Natural language region descriptions
+ + +

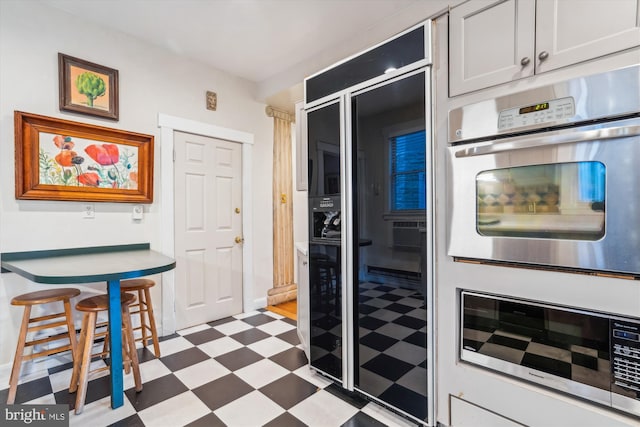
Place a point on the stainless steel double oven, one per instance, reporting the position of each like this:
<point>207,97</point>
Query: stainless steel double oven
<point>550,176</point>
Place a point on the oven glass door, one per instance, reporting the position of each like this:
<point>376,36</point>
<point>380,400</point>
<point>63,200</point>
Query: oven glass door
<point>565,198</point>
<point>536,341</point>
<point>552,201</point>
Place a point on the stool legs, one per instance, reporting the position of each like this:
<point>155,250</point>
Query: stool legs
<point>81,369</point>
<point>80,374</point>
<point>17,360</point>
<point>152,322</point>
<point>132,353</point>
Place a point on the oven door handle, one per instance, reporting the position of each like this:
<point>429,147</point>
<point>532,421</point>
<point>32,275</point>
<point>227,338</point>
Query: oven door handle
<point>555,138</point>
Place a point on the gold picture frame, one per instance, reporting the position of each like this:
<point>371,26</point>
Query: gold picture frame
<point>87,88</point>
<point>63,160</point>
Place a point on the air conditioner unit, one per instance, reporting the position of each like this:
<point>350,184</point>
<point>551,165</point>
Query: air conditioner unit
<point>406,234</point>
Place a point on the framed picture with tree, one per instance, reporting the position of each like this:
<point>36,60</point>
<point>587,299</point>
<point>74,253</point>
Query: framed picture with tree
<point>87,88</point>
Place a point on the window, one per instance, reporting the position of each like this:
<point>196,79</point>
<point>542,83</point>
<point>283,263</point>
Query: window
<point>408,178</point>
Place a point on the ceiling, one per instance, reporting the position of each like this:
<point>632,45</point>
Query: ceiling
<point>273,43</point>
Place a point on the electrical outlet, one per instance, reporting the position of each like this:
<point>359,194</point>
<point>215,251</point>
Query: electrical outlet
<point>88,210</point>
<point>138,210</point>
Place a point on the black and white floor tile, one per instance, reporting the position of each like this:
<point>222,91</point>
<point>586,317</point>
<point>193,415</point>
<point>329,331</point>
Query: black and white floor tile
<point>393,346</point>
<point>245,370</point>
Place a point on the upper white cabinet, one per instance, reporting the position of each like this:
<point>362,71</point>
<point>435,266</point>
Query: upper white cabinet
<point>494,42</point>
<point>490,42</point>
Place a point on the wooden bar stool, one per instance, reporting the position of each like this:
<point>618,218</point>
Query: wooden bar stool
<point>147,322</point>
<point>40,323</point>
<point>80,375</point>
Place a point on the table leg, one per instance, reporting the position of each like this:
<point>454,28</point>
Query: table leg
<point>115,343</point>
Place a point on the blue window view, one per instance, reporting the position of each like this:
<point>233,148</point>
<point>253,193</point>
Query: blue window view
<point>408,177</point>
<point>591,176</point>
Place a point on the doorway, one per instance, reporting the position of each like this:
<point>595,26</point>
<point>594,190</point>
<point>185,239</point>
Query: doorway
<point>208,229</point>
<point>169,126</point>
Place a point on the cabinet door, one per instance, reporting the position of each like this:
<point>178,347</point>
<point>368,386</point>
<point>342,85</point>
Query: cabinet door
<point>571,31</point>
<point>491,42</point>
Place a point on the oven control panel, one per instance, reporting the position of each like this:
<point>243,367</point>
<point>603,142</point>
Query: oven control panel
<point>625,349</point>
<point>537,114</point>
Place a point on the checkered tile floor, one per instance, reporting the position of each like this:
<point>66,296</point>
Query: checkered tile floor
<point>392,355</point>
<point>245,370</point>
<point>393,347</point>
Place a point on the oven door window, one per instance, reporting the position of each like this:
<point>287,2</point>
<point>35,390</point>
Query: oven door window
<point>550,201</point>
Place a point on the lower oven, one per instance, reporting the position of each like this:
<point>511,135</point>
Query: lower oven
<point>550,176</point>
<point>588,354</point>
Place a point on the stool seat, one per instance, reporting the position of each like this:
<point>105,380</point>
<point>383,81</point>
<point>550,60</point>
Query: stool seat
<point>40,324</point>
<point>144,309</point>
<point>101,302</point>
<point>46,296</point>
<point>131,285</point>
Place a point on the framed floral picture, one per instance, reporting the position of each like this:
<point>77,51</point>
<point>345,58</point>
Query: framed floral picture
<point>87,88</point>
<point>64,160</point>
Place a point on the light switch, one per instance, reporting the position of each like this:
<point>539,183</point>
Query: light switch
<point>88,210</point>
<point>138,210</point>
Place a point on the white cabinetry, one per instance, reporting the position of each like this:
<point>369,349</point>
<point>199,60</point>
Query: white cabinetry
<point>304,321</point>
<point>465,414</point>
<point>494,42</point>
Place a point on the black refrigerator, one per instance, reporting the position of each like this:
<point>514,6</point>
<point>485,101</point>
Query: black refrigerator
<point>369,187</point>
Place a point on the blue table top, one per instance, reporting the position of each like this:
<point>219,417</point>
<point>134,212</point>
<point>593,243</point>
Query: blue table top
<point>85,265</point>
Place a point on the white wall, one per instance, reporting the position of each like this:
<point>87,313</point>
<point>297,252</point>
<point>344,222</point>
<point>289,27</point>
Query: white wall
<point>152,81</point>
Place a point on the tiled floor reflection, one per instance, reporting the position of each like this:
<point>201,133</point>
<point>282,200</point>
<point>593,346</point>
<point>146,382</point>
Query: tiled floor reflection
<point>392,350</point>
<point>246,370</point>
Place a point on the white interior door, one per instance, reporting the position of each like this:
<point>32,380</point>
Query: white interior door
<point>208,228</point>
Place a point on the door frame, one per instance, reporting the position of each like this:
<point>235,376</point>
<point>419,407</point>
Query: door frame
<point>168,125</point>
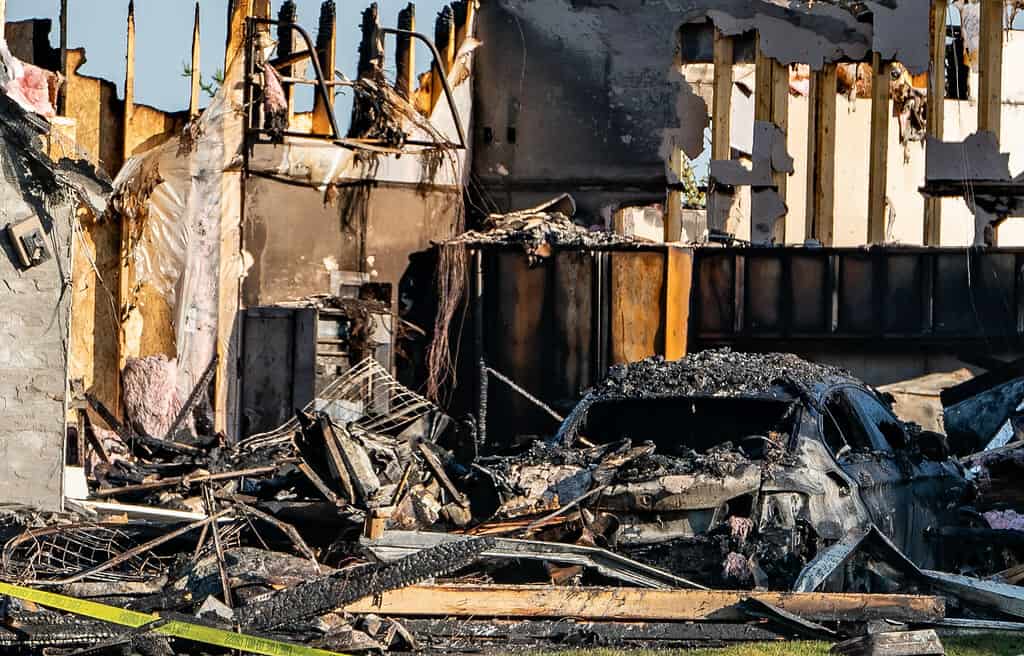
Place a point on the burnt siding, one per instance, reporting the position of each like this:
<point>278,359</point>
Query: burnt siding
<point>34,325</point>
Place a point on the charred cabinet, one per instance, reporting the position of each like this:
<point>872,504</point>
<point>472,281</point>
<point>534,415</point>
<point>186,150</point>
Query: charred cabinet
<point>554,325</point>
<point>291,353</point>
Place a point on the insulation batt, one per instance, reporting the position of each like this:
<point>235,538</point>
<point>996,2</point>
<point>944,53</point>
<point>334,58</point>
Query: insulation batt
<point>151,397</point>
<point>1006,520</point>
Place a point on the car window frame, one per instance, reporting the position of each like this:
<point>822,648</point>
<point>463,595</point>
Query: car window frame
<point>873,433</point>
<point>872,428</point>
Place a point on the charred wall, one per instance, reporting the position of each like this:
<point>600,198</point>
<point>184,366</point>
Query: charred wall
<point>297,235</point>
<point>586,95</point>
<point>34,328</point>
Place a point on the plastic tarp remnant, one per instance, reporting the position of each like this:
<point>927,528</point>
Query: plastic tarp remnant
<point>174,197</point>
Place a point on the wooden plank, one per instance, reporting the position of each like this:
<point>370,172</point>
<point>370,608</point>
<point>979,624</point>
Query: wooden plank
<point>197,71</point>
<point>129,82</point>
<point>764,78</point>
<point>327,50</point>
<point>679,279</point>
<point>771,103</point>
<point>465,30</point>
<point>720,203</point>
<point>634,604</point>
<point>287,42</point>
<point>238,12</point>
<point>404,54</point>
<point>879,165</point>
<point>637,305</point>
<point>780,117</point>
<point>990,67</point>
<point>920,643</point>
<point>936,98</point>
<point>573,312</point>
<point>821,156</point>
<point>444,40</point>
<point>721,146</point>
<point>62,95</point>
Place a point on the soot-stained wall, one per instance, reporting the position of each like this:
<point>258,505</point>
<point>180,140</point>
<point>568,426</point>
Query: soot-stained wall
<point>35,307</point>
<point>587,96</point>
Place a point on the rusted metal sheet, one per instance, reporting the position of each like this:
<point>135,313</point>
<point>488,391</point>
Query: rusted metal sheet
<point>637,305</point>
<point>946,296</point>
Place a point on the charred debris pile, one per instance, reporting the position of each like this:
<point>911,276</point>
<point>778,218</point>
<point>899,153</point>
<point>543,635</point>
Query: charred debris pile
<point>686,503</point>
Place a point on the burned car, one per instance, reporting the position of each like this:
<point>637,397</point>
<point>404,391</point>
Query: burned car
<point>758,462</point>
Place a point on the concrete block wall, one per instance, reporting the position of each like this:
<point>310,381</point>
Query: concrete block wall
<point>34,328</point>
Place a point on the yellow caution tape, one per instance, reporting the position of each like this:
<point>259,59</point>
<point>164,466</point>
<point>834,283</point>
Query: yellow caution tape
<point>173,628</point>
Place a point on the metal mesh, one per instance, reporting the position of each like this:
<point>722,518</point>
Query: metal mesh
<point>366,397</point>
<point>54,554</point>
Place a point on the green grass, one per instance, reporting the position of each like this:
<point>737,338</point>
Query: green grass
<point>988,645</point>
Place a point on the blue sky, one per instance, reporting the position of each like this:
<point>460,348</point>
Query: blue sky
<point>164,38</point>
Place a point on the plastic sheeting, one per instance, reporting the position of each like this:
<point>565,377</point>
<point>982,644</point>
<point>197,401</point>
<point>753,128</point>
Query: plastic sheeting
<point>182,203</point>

+ + +

■ **What you are asked to do**: Retype the lines above without alteration. The first is the one containing "Place a point on the blue sky, one", and the last is the final line of the data.

■ **Solved exercise**:
Place a point on the blue sky, one per instance, reporting the position of each like this:
<point>460,348</point>
Query: blue sky
<point>164,38</point>
Place a point on the plastic sheeting, one per instance, reporting the position of each like this:
<point>565,377</point>
<point>982,644</point>
<point>197,401</point>
<point>753,128</point>
Query: plastic sheeting
<point>182,203</point>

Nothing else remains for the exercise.